→ **Task material**
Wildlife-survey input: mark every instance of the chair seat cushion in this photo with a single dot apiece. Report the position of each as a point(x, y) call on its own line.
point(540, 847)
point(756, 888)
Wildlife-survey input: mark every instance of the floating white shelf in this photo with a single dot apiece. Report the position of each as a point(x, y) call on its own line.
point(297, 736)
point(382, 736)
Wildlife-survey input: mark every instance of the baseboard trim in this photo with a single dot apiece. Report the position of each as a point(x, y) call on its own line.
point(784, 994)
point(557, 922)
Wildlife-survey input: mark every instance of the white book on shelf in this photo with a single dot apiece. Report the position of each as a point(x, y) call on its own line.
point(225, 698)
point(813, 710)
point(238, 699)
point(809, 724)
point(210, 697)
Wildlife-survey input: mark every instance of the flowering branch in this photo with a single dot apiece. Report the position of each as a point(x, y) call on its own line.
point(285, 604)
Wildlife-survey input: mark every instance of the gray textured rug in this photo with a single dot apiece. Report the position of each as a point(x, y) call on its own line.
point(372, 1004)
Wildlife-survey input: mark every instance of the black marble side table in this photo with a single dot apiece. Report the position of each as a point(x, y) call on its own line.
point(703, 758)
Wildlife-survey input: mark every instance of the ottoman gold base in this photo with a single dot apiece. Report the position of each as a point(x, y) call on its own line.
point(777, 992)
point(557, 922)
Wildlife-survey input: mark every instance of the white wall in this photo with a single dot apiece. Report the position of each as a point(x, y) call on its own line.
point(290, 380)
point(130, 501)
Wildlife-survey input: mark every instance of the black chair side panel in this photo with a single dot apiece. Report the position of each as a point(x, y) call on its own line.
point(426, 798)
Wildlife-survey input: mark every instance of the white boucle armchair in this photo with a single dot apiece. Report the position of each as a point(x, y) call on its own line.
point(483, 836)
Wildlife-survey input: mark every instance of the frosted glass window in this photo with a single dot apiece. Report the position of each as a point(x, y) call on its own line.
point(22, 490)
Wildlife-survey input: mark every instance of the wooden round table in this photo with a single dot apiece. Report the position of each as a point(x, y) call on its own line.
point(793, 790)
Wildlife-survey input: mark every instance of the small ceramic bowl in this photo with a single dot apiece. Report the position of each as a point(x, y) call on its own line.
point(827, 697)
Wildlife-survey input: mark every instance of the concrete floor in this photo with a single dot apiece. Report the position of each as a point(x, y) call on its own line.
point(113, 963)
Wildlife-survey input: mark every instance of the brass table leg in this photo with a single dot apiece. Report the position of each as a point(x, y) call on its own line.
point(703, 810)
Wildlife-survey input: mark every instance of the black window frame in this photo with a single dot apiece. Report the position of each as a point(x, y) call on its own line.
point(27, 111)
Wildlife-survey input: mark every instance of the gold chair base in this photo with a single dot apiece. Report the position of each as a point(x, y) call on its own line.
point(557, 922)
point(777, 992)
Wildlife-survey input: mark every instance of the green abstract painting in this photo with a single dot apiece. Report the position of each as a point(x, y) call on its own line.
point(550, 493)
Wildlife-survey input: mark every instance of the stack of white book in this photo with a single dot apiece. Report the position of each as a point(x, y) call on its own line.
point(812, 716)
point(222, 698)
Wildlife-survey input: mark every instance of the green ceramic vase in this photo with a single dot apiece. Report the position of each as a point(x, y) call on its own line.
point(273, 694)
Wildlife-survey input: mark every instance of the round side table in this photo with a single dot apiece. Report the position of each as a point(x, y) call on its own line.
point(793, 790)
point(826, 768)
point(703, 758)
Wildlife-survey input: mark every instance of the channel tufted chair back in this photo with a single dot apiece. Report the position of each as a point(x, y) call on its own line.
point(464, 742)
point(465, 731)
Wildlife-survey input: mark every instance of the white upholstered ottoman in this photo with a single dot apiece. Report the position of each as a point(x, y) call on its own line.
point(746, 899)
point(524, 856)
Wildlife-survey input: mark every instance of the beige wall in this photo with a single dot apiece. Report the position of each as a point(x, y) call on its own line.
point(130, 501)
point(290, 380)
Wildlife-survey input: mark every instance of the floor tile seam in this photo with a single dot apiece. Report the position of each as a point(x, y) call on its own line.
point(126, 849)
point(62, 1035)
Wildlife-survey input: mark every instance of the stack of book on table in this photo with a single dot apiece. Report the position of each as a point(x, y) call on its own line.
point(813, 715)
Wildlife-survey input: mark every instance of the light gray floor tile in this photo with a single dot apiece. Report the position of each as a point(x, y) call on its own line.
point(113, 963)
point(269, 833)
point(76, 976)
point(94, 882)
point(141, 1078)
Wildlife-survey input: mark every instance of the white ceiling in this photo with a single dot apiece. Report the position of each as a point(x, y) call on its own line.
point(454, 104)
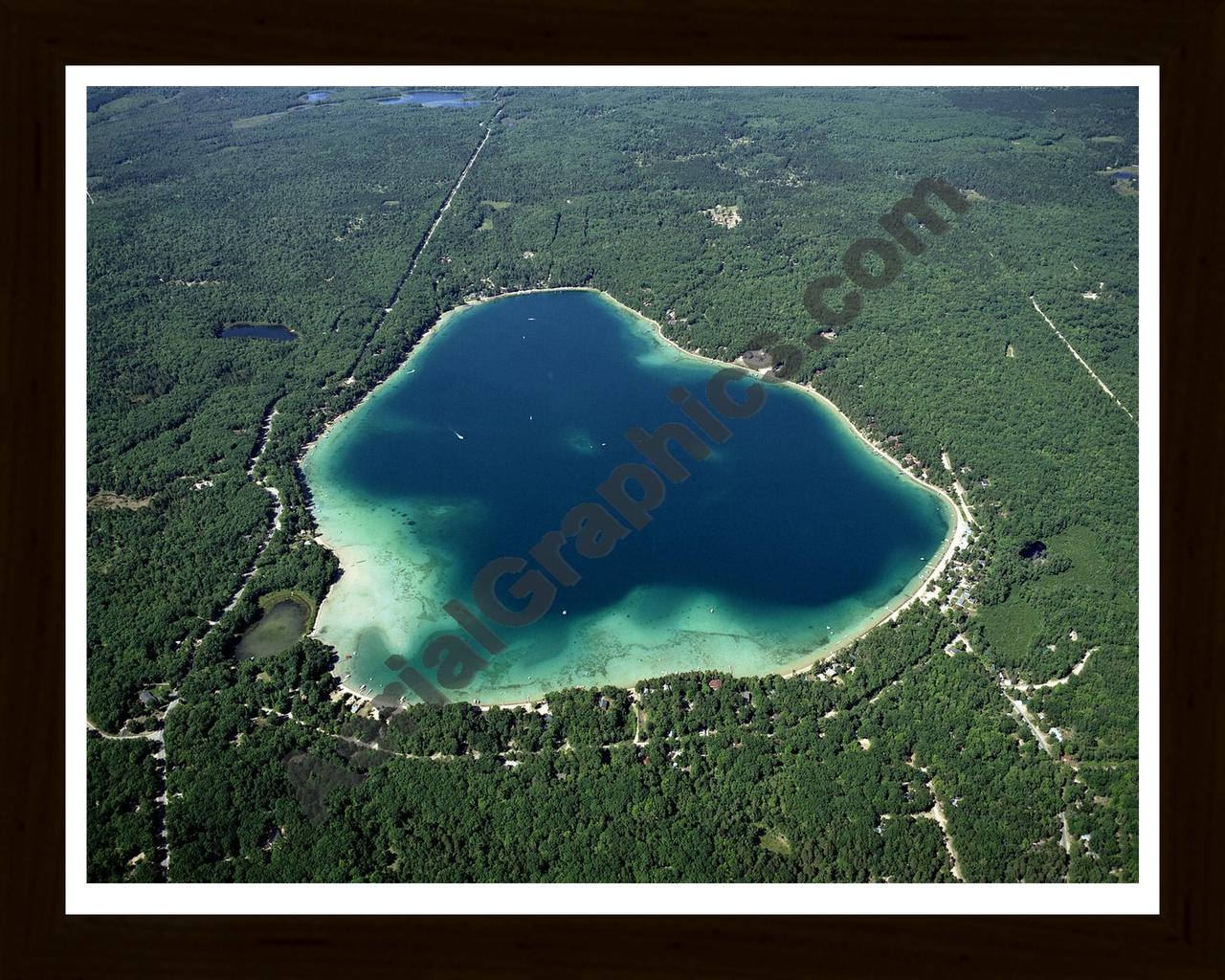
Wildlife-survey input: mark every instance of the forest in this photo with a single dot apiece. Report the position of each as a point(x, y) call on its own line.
point(708, 211)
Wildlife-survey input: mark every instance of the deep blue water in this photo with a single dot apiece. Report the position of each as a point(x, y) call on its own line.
point(433, 100)
point(258, 331)
point(791, 534)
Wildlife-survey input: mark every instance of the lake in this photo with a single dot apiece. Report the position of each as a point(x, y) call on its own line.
point(258, 331)
point(433, 100)
point(789, 538)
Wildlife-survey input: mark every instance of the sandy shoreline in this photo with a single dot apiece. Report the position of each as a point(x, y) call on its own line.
point(956, 539)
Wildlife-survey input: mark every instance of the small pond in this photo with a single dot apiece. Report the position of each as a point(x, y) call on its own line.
point(433, 100)
point(282, 625)
point(258, 331)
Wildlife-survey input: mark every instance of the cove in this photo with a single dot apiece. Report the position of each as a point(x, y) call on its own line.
point(791, 538)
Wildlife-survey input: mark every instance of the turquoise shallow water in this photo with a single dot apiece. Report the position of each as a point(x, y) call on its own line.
point(788, 538)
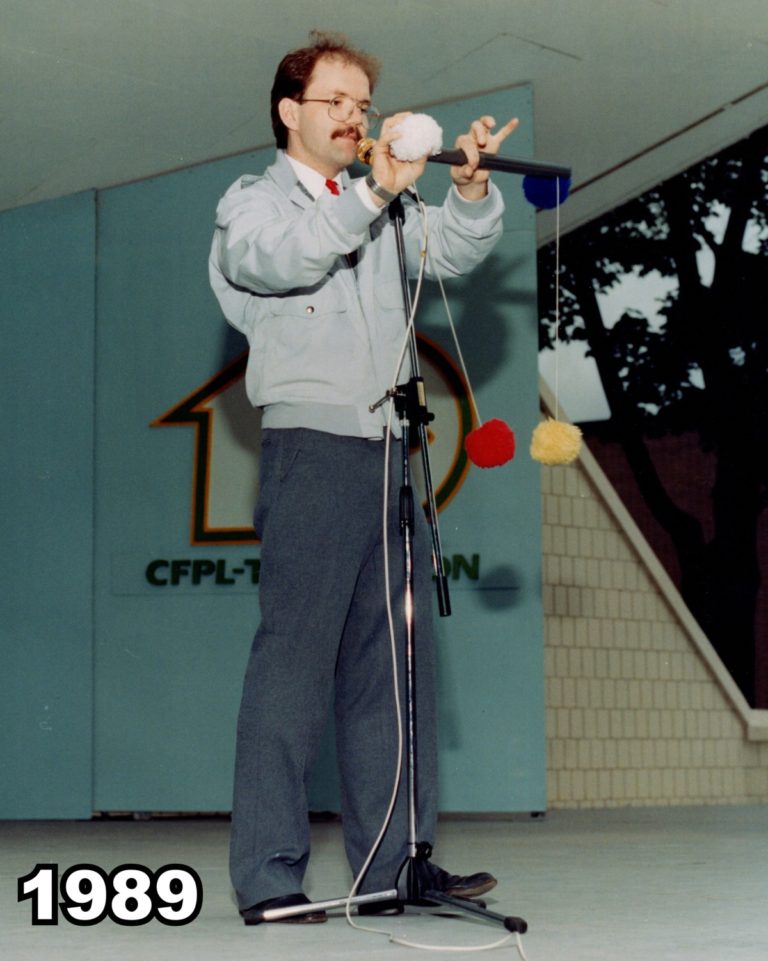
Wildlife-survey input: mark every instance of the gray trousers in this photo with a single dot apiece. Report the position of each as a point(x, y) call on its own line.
point(324, 638)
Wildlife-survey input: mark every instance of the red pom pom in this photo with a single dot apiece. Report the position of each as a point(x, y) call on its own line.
point(490, 445)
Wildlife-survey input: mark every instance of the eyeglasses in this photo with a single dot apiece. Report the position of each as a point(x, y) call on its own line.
point(341, 109)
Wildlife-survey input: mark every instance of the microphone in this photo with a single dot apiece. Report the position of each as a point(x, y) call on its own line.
point(457, 158)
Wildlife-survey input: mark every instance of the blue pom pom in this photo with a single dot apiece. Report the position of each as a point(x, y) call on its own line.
point(543, 191)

→ **Task**
The assignment is to restate, word for word, each line from the one containing "Wildlife-survey input: mark every instance of the blue" through the final line of the material above.

→ **Answer box**
Wildlife-survey input: mark every instance of the blue pom pom in this photo with a single dot apiece. Report the position of each as a point(x, y) call on its own line.
point(543, 191)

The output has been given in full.